### [MATERIAL PROVIDED]

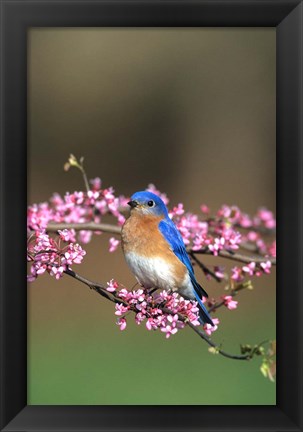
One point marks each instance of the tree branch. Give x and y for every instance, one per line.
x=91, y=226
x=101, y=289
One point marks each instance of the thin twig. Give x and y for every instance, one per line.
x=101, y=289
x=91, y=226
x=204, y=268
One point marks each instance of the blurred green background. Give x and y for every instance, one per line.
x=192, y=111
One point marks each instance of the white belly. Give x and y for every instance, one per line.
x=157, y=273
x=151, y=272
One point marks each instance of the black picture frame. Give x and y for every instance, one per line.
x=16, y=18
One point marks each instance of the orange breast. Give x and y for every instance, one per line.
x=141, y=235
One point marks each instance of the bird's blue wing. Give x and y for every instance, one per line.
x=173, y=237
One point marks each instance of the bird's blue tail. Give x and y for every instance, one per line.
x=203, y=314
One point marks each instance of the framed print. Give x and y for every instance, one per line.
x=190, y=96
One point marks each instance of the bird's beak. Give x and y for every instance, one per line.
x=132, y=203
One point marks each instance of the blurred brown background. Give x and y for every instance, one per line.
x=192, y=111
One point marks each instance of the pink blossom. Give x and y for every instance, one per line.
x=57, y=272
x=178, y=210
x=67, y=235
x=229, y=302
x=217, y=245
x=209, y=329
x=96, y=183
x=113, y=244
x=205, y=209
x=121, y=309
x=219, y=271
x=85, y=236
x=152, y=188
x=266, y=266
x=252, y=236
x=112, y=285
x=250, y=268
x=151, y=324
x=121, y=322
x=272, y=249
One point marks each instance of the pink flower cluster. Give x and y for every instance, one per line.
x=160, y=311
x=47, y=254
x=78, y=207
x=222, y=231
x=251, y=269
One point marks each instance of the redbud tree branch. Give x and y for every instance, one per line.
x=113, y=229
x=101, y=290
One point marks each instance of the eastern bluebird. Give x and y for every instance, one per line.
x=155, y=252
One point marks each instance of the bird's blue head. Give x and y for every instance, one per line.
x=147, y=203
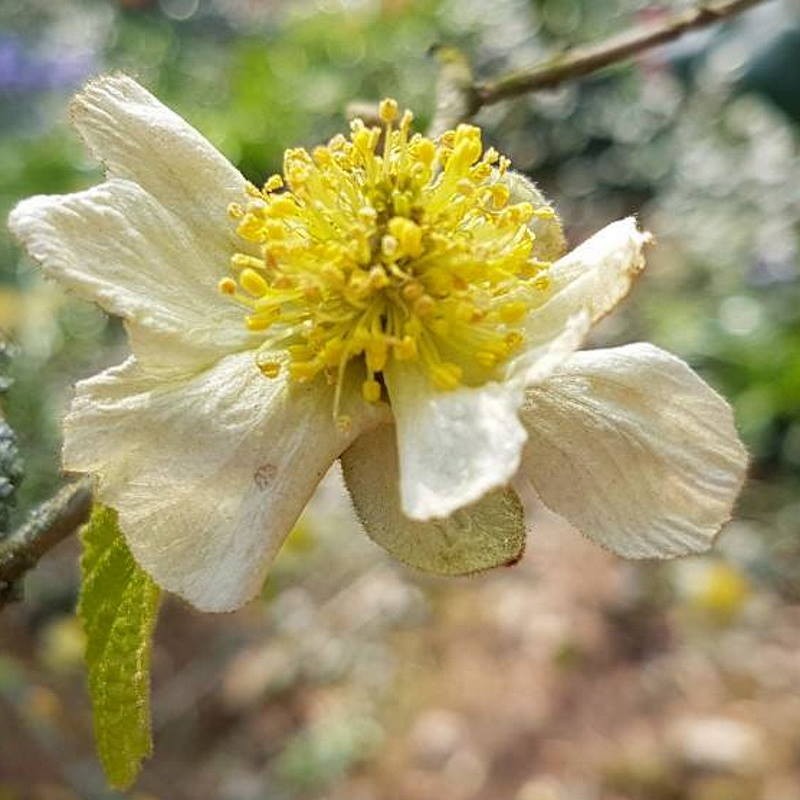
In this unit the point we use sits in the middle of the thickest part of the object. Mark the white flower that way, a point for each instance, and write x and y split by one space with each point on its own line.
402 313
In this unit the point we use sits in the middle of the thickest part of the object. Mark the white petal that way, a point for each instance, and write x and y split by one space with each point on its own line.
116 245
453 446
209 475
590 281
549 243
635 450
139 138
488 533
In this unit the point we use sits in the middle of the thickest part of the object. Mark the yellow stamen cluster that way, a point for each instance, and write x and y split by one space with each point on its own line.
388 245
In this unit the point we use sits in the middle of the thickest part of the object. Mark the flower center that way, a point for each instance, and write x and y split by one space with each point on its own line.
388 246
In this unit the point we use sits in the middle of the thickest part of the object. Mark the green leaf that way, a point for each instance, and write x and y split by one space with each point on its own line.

### [WHAT IS REQUIRED]
The data is to be returned exactly as it stands, pictures aside.

### [RESPONSE TO THE TASK]
One point marks each instance of the tree branch. Give x and y for every instance, one per line.
x=91, y=226
x=101, y=289
One point marks each instance of the thin twig. Give x and y for every instance, one per line.
x=101, y=289
x=91, y=226
x=204, y=268
One point marks each instance of the blurred green background. Give x and y for every instance, one per line.
x=192, y=111
One point marks each instance of the white belly. Give x and y for every instance, one per line.
x=157, y=273
x=151, y=272
One point marks each instance of the black picture frame. Give x and y for every instance, one per line.
x=16, y=18
One point marks each instance of the orange breast. Give x and y for every instance, one per line.
x=141, y=235
One point marks each instance of the bird's blue wing. Give x and y for every instance, one per line.
x=173, y=237
One point marks each instance of the bird's blue tail. Give x and y for every instance, one per line.
x=203, y=314
One point marks each instance of the framed print. Give x and y for every instance, one per line.
x=190, y=96
One point marks each instance of the bird's beak. Give x and y for every instance, one per line.
x=132, y=203
One point marks each instance of the blurred brown background. Give x and y for every instance, one per line.
x=192, y=111
One point marks each instance of the pink blossom. Give x and y for every instance, one per line.
x=57, y=272
x=178, y=210
x=67, y=235
x=229, y=302
x=217, y=245
x=209, y=329
x=96, y=183
x=113, y=244
x=205, y=209
x=121, y=309
x=219, y=271
x=85, y=236
x=152, y=188
x=266, y=266
x=252, y=236
x=112, y=285
x=250, y=268
x=151, y=324
x=121, y=322
x=272, y=249
One point marks each instance of the pink flower cluster. Give x and y for every instance, one per line.
x=160, y=311
x=47, y=254
x=78, y=207
x=222, y=231
x=251, y=269
One point marks each instance of the redbud tree branch. Give x and y for every instance, one per line.
x=113, y=229
x=101, y=290
One point marks each instance of the eastern bluebird. Give x and y for every instance, one per line.
x=155, y=252
One point marks each instance of the bird's blue head. Give x and y for every instance, one per line.
x=147, y=203
In this unit the point we use sits in the middle of the thickest part of the object. Mark the white flower that way, a point for each instance, and write x and y split by one space with each point on its own line.
402 313
In this unit the point we use sits in the middle of the thickest part of the object. Mark the white petal that way, a point for each instance, and write x and y split by one space with each point on its own line.
116 245
453 446
209 475
590 281
549 243
635 450
139 138
488 533
In this unit the point we use sits in the middle of the thickest part of the object. Mark the yellow stamen cluster that way, a point for each instance, and write x and y split by one space with each point on its own line.
388 245
In this unit the point we use sits in the middle of the thickest part of the object. Mark the flower center that way, a point for each instance, and write x and y split by one space with each point on its own line.
388 246
In this unit the point we use sits in the middle of the thickest part of the object. Mark the green leaf that way, a point for each instance, and write x and y split by one space with each point on its own line.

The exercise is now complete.